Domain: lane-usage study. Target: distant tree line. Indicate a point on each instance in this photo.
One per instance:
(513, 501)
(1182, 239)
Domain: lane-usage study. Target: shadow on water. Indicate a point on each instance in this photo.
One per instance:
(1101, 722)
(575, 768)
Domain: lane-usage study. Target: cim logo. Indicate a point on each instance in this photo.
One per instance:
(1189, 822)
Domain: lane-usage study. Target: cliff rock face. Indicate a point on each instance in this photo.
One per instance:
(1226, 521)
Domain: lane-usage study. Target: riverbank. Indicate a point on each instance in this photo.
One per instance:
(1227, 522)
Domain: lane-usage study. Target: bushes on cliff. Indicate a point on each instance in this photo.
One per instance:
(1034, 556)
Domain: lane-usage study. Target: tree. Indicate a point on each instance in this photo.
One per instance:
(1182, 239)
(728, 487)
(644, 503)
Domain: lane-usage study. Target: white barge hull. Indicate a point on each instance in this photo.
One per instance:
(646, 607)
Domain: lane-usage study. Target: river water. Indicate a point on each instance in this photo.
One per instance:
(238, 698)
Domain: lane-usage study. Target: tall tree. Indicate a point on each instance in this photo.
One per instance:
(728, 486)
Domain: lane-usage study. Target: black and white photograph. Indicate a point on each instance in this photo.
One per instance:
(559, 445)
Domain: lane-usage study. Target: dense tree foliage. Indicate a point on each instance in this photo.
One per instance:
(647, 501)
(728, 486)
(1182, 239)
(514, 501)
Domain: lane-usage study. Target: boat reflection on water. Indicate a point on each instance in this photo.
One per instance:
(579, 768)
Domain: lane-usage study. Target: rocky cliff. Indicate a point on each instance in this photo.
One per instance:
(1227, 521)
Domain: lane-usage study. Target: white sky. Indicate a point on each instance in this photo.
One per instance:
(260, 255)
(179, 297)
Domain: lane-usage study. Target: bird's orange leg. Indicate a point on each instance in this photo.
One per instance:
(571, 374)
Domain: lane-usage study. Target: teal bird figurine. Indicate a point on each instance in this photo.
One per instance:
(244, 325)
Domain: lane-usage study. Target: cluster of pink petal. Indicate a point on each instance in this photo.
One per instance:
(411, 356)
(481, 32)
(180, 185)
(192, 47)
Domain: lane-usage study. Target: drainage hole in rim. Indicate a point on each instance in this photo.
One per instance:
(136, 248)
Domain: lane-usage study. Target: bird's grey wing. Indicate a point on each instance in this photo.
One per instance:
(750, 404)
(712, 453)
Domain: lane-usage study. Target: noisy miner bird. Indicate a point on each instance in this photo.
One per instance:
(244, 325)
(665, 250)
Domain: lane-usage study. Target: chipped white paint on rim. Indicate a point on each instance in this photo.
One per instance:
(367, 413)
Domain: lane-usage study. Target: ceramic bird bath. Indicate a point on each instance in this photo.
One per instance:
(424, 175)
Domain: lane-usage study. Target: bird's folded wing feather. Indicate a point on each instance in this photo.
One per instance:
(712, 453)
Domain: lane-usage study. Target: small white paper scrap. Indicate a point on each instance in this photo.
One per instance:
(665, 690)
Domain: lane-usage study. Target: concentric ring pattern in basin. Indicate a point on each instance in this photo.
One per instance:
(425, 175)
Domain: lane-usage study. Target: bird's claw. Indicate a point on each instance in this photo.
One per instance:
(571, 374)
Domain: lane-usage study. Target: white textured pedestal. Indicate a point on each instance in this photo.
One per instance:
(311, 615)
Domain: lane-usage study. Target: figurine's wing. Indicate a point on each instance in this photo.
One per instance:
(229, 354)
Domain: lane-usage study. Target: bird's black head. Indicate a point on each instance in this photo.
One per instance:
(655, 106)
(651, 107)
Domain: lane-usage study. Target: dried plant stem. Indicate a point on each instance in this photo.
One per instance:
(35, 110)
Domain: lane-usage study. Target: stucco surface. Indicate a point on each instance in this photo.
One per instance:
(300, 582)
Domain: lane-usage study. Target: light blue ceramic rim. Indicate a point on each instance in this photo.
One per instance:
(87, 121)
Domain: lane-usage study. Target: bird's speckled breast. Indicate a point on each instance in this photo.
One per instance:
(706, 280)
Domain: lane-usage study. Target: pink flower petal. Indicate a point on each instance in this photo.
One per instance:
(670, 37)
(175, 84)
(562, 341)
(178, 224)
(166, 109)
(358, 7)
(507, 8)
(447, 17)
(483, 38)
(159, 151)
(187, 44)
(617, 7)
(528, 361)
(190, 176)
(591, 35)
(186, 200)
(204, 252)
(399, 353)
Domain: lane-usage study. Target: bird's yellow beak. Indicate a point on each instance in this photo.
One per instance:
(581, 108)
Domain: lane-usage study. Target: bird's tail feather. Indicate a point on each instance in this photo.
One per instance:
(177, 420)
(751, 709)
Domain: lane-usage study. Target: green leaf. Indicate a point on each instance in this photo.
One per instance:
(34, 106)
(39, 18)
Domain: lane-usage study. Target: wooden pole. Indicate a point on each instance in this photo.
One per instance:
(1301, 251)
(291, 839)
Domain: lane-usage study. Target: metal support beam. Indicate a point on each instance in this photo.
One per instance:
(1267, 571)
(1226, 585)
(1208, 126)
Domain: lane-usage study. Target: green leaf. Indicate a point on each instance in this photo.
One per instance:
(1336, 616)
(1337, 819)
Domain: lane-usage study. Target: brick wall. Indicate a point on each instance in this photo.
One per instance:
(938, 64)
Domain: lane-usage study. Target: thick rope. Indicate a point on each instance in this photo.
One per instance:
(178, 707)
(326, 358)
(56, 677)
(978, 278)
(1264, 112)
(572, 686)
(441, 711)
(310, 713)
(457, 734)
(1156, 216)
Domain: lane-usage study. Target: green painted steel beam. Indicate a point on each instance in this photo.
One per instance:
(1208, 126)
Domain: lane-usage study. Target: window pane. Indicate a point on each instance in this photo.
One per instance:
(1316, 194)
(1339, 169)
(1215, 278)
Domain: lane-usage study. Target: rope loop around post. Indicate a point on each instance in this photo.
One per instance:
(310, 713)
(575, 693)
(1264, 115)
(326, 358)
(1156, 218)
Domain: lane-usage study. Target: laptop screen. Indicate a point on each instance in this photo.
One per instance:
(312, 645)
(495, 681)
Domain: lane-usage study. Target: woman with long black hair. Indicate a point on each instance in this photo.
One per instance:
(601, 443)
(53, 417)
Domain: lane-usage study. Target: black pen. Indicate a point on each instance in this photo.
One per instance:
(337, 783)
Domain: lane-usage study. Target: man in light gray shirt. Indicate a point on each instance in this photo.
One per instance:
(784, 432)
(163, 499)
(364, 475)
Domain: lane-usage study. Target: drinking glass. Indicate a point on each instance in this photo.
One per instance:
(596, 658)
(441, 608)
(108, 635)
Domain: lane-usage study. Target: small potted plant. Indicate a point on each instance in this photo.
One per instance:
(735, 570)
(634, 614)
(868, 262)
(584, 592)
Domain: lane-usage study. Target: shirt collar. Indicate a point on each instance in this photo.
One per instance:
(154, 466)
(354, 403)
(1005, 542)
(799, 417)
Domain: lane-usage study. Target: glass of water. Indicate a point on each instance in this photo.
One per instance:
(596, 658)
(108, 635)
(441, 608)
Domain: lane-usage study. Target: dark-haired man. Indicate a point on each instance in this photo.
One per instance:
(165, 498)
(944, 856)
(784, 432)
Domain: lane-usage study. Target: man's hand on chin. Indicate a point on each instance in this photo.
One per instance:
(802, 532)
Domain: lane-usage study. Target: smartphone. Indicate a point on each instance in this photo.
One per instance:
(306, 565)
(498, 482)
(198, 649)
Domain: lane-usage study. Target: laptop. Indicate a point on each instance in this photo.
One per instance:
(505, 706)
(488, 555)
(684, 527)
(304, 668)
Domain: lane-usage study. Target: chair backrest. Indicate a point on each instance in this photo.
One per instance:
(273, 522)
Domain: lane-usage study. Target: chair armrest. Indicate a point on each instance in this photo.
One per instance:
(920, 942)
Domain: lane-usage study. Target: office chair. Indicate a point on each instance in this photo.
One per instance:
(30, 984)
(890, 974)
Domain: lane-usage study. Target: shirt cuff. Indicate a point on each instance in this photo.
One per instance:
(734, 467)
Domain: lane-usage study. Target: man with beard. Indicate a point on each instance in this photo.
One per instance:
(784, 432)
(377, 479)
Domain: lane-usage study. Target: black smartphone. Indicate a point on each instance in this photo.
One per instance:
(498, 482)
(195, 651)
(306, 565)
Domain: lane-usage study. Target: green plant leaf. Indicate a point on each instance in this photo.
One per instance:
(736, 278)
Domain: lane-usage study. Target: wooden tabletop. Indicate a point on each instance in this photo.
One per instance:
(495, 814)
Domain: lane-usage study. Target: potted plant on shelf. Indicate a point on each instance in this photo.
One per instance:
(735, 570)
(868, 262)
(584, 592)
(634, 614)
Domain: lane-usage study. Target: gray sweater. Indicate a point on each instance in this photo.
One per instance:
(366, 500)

● **Problem requirements**:
Read the data above. Pull out each line in which the string "with" appears.

● **Result**:
Domain: lane-usage study. Target: woman with long black hair. Indicate a point on each instance in this photo.
Domain: lane-usage study. Target: man with beard. Indicate a point on each instance in this photo.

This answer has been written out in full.